BEGIN

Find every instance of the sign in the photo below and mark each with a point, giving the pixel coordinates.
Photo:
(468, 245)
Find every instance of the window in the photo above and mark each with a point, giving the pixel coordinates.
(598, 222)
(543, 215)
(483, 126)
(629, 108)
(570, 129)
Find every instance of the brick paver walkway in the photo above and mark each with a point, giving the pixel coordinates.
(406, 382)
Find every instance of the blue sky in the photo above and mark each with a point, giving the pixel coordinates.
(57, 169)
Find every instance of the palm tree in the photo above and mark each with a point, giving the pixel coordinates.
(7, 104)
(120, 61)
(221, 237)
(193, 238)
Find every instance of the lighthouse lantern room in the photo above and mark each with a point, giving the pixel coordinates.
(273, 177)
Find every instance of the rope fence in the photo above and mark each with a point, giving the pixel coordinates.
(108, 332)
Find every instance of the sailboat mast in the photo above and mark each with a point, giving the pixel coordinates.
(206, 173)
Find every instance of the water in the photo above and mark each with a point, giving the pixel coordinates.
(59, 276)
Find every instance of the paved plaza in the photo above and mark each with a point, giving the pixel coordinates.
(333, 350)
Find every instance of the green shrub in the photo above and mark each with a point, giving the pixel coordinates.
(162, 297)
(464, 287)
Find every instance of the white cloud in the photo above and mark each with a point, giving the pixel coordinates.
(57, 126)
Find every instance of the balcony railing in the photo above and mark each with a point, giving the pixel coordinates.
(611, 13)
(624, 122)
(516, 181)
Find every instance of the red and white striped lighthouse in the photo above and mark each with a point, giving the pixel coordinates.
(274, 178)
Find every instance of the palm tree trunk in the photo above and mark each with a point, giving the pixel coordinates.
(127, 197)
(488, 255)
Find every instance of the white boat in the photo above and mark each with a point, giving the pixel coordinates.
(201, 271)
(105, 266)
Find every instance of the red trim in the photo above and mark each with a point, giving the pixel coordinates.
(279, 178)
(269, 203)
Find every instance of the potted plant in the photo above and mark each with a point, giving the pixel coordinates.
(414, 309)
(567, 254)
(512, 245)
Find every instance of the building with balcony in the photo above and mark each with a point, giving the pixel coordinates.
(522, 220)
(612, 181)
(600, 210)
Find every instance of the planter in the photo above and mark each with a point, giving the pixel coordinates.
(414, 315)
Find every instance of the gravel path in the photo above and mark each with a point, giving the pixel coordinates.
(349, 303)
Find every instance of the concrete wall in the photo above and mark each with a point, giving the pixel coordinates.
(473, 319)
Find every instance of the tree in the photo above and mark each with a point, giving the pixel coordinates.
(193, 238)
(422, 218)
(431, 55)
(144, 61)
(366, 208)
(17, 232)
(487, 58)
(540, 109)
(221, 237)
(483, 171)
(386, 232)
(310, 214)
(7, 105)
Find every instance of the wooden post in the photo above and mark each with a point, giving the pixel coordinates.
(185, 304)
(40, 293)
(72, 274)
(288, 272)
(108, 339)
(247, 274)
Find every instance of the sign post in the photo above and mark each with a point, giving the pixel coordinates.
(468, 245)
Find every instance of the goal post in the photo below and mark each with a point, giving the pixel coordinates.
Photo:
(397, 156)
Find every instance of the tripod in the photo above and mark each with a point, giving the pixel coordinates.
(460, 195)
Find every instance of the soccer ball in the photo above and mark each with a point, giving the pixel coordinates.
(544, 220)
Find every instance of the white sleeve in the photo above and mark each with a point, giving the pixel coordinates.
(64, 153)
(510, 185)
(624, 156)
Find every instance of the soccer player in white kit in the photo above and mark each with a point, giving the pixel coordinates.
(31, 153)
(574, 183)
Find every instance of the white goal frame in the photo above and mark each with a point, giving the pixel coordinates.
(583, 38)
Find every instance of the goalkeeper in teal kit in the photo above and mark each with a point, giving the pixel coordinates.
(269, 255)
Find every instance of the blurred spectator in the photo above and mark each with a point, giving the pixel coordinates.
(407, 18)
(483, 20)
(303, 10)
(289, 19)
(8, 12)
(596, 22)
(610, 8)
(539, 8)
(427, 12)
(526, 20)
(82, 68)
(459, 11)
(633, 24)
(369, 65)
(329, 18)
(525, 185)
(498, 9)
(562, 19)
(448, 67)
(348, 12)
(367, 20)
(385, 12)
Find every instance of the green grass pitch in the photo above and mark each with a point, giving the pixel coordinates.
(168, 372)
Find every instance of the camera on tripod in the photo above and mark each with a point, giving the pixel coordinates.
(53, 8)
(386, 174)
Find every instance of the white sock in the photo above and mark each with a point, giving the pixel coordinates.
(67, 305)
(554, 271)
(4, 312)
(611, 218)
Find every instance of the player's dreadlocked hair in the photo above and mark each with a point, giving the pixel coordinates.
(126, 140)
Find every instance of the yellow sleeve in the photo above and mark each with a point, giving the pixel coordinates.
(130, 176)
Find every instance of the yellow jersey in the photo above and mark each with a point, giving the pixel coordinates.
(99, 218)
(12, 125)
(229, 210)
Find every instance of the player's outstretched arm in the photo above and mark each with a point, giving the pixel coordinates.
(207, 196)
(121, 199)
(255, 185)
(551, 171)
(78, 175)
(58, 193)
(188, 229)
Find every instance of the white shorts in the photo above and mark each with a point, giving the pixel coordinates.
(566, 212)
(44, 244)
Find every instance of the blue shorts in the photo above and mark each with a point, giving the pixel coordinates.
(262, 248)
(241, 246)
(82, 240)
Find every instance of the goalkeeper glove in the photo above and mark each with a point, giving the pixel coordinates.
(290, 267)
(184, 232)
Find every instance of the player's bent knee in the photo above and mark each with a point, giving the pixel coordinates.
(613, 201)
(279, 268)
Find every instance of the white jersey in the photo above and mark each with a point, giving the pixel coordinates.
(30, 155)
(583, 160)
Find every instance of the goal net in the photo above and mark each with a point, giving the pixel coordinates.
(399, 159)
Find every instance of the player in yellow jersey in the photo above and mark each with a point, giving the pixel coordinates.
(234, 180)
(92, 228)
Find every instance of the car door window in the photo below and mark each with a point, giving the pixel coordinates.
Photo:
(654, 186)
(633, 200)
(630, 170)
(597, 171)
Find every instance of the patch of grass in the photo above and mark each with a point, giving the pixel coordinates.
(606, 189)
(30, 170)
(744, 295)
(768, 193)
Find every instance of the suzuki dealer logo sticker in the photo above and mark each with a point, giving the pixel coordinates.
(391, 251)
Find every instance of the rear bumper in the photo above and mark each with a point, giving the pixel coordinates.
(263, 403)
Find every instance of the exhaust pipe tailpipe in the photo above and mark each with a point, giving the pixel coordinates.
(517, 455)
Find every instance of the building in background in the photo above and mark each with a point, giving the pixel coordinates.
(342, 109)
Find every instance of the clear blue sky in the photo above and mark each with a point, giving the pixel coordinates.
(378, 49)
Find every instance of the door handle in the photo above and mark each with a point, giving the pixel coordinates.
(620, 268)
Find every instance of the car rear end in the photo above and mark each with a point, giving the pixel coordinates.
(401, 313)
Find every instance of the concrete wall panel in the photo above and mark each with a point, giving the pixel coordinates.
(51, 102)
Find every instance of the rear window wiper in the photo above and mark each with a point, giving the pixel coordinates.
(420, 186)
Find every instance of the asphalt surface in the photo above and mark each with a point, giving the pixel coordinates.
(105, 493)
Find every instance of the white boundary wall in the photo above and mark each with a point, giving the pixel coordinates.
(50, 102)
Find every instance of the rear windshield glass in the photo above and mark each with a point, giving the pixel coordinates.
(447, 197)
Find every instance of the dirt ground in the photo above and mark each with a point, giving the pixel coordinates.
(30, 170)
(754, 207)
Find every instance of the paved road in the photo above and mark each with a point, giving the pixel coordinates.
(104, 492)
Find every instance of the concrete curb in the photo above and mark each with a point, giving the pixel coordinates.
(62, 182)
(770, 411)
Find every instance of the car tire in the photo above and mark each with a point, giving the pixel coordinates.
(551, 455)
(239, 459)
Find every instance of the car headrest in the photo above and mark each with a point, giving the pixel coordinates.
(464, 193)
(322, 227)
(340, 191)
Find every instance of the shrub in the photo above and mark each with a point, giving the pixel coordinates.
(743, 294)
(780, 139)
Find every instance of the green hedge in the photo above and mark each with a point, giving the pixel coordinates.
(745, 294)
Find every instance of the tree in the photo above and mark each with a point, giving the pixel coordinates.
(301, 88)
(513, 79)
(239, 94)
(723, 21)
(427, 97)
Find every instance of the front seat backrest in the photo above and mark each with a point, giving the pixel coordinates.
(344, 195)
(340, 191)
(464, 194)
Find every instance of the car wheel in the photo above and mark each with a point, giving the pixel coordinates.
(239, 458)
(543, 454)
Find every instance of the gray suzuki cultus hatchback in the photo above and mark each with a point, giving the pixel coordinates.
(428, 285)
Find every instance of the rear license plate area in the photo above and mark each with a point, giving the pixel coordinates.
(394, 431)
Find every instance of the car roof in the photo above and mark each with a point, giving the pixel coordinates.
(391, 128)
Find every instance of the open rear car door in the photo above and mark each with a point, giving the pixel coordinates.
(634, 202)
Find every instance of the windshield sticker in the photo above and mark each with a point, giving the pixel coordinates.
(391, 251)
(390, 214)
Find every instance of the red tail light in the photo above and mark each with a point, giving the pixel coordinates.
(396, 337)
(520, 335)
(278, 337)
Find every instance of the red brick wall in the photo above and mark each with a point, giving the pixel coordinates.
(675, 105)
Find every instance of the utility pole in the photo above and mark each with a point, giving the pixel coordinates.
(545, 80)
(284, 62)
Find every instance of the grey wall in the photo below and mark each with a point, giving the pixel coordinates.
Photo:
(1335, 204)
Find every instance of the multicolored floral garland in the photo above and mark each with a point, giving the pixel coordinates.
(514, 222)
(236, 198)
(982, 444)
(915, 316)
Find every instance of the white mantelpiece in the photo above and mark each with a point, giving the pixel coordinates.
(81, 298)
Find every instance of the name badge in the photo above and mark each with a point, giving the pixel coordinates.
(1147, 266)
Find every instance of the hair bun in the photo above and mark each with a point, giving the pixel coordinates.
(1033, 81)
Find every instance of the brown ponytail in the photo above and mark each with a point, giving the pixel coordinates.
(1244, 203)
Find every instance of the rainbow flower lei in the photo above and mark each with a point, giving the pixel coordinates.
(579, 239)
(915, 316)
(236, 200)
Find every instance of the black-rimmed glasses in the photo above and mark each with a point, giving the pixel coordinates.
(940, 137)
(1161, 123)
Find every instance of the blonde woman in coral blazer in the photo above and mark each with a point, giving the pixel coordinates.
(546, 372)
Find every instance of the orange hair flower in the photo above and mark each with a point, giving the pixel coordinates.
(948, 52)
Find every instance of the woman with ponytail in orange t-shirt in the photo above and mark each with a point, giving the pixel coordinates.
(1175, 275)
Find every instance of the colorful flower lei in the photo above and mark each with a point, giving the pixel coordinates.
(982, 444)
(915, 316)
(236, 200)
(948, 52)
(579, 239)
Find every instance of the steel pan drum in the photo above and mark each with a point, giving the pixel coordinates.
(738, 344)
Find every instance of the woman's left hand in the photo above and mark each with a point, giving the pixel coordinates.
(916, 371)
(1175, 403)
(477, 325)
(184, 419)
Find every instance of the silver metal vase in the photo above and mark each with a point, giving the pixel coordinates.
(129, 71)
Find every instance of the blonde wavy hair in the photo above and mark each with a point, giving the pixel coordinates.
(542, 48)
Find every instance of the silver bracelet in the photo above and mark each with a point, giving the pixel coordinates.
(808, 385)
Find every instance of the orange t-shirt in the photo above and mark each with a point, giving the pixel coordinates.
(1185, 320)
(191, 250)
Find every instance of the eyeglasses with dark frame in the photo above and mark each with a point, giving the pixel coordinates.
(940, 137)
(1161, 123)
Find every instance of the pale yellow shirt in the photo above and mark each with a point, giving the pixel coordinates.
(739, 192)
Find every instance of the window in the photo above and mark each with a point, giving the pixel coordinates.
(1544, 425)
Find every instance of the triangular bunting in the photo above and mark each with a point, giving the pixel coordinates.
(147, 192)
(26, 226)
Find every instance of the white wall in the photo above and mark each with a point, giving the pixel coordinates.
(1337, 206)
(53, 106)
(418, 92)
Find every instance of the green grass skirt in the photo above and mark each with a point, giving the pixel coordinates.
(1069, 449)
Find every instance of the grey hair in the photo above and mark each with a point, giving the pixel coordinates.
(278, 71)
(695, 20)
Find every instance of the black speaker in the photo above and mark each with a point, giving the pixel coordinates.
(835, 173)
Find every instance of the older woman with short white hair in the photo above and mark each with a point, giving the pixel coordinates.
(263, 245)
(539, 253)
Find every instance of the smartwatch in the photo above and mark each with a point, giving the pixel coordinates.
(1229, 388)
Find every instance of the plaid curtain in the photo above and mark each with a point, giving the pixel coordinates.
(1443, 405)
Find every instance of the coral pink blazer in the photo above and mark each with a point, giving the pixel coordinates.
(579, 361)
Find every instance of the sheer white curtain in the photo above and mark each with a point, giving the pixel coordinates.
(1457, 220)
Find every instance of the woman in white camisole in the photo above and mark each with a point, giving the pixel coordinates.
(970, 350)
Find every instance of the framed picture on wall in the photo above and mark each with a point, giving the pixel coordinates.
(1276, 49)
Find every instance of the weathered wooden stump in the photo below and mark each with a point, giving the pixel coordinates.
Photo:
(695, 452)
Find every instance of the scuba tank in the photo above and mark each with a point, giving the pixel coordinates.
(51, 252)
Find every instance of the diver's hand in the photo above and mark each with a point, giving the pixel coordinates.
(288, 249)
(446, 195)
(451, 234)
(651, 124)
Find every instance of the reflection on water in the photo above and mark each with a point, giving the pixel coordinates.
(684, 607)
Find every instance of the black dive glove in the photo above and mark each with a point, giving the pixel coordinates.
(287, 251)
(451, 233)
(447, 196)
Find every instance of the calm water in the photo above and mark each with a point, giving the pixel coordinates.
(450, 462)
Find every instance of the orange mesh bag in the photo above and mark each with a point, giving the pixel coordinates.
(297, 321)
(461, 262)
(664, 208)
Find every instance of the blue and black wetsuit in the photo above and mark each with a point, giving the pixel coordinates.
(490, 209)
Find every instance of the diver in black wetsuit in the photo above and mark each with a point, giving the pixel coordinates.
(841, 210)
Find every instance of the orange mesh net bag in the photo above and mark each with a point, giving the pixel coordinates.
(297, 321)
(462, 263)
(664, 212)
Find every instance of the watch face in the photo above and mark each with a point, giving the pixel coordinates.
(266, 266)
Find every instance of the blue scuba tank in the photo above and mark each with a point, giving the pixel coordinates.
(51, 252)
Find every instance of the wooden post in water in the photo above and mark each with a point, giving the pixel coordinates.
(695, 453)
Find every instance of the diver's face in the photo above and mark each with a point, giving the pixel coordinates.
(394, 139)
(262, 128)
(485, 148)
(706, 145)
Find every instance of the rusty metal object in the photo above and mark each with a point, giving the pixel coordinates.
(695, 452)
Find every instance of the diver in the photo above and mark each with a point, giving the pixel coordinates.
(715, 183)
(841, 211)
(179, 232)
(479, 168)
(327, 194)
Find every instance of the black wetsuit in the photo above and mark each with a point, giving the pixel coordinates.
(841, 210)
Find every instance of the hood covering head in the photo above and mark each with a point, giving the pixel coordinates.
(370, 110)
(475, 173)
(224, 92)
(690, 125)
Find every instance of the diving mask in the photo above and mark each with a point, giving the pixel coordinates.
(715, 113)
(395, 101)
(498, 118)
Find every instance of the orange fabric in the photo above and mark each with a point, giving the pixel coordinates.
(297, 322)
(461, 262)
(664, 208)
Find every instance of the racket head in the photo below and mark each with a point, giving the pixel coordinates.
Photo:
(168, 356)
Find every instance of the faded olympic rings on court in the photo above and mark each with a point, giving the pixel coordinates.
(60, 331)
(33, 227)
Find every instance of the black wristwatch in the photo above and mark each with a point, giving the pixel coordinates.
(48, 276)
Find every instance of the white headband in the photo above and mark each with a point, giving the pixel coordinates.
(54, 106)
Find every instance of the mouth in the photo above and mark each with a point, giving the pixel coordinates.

END

= TASK DESCRIPTION =
Lines from the one holding "Find every instance of the faded" to the last line of the records: return these exactly, and only these.

= OUTPUT BELOW =
Find every instance of the faded olympic rings on court in the photo above and mark each with a point, giving the pixel coordinates.
(60, 331)
(33, 227)
Find every instance of the black wristwatch in the photo above and mark each with a point, giving the pixel coordinates.
(48, 276)
Find every instance of the white headband in the photo above and mark each with a point, giving the pixel coordinates.
(54, 106)
Find every instance of the mouth in the photo above and mark each with a point, giving the pixel coordinates.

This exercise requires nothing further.